REQUIRED ACTIONS:
(a) Name everyone Tom Clayton says he is excited to be working with, according to the article on building props for the Royal Institution Christmas Lectures.
(b) In the article on building props for the Royal Institution Christmas Lectures, what placement did Tom Clayton land?
(c) Write a continuation of the article on building props for the Royal Institution Christmas Lectures, beginning right after its final sentence.

TEXT FOR ANALYSIS:
December 4, 2018, by Lindsay Brooke
Technician on the run – building props for the Royal Institution Christmas lectures
He’s up to his eyes in papier mache, fabric cutting and foam boards – but he’s not giving much else away! What he is doing is under wraps until the Royal Institution Christmas Lectures are televised on the Tuesday 11, Thursday 13 and Saturday 15 December.
Tom Clayton, a technician in the School of Chemistry, normally trains researchers in state-of-the-art instrumentation in the GSK Carbon Neutral Building. For the next few days he’s building ribbons of DNA, fly suits and other scientific props after answering the call for technical support for the UK’s flagship science series and landing a placement as a runner.
He said: “It is a dream come true! I have been a fan of the series since I was a young boy and have many fond memories of watching the series. So, I feel very lucky and honoured to be part of a great tradition and excited to be working with all the talented people like Fran Scott, Alice Roberts and Aoife McLysaght.
This year biological anthropologist, author and broadcaster, Professor Alice Roberts and genetics expert Professor Aoife McLysaght and will bring our evolutionary story to life to answer the fundamental question – Who Am I?

Dataset entries
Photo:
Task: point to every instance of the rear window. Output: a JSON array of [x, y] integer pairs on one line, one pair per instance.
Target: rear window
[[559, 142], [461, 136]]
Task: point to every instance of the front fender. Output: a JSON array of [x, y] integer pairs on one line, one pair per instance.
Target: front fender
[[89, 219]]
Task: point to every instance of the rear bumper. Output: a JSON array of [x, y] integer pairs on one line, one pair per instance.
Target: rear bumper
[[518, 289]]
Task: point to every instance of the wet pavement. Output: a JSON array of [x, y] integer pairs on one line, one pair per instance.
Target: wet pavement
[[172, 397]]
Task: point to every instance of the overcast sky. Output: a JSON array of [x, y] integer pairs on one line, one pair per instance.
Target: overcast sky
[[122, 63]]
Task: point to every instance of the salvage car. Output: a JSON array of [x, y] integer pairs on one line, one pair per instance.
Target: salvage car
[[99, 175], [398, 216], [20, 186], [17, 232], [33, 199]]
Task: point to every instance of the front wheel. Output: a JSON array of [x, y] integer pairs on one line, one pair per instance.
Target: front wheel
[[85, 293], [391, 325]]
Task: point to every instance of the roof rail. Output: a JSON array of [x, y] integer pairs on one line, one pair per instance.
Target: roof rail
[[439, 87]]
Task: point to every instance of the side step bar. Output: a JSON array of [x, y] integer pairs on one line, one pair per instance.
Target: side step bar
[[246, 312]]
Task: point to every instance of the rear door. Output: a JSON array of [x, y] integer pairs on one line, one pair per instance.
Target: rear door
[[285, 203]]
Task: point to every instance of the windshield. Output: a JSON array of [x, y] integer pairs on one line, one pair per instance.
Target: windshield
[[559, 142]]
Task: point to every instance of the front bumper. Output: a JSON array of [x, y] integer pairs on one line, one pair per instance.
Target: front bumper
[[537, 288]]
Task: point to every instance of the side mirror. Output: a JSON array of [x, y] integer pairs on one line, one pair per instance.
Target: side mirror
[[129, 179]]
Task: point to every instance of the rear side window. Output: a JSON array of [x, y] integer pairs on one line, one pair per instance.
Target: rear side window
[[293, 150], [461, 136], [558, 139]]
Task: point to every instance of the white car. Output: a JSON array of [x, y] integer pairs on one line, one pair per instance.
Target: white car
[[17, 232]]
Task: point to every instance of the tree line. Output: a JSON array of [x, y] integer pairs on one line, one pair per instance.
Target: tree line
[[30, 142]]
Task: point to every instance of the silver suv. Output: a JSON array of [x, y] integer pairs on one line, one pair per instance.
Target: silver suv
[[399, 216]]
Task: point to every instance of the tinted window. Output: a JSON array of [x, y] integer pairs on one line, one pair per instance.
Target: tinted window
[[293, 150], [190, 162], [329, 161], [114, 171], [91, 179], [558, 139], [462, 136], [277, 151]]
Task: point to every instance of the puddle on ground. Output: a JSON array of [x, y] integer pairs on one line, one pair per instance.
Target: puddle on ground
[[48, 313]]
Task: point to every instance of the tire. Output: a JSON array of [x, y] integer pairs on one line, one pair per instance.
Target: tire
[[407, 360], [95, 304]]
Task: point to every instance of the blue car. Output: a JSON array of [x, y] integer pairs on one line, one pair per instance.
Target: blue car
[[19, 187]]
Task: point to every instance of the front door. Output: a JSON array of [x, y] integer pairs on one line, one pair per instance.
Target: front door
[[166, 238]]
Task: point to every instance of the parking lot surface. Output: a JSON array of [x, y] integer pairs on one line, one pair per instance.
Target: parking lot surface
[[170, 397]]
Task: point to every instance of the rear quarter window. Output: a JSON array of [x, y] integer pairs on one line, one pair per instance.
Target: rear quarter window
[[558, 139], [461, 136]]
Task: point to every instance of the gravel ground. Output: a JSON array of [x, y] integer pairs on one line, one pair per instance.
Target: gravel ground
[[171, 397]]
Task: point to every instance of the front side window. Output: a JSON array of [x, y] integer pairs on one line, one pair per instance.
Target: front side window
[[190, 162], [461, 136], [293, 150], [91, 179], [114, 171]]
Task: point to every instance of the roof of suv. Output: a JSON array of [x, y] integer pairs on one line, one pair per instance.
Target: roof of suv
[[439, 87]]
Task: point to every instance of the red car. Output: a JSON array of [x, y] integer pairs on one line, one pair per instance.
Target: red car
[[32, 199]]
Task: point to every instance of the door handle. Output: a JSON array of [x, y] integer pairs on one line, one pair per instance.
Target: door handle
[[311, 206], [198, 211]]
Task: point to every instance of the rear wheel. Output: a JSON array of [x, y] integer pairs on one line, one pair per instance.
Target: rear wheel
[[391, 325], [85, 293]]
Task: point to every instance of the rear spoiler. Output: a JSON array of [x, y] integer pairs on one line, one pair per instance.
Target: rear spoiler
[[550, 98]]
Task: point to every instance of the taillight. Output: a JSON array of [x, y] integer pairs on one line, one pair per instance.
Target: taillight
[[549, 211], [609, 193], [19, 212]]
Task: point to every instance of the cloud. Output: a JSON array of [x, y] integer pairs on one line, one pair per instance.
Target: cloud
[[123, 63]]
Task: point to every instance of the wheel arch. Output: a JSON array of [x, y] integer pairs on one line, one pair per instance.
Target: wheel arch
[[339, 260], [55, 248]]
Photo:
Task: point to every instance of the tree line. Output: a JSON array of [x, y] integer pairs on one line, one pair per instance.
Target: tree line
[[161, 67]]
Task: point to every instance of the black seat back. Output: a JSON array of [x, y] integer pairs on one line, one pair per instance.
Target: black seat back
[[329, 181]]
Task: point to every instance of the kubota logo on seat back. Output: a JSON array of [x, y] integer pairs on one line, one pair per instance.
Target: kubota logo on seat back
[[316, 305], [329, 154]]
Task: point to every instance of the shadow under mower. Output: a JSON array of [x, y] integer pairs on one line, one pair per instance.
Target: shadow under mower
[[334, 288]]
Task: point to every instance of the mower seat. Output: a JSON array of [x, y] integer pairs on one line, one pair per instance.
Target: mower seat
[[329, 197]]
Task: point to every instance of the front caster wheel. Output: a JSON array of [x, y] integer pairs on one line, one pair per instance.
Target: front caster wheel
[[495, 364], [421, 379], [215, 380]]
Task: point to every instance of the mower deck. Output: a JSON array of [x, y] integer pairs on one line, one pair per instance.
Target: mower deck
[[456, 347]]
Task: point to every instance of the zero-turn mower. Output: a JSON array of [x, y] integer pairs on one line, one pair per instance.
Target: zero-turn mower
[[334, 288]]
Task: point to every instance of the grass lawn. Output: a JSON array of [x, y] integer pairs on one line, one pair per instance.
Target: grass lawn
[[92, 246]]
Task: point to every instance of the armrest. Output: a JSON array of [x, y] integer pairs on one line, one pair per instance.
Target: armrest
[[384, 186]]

ANSWERS GIVEN:
(a) Fran Scott, Alice Roberts, Aoife McLysaght

(b) He landed a placement as a runner.

(c)
They will take viewers on an immersive voyage through our shared evolutionary past and asking challenging ethical questions about what the future holds. And that’s where Tom will come in.
He said: “It’s all very ‘Blue Peter’ but everything is going to plan so far though later on we will be working with children and animals! Some stuff is secret though so we can’t say too much.”
The Christmas Lectures were started by Michael Faraday (who began his career as a technician at the Royal Institution) in 1825.
The Technician Commitment, a university and research initiative, has teamed up with the Royal Institution to offer technical colleagues at signatory universities the opportunity to work on the 2018 Christmas Lectures. It’s a unique development opportunity for technical colleagues to gain insight and experience of science communication on a high-profile stage.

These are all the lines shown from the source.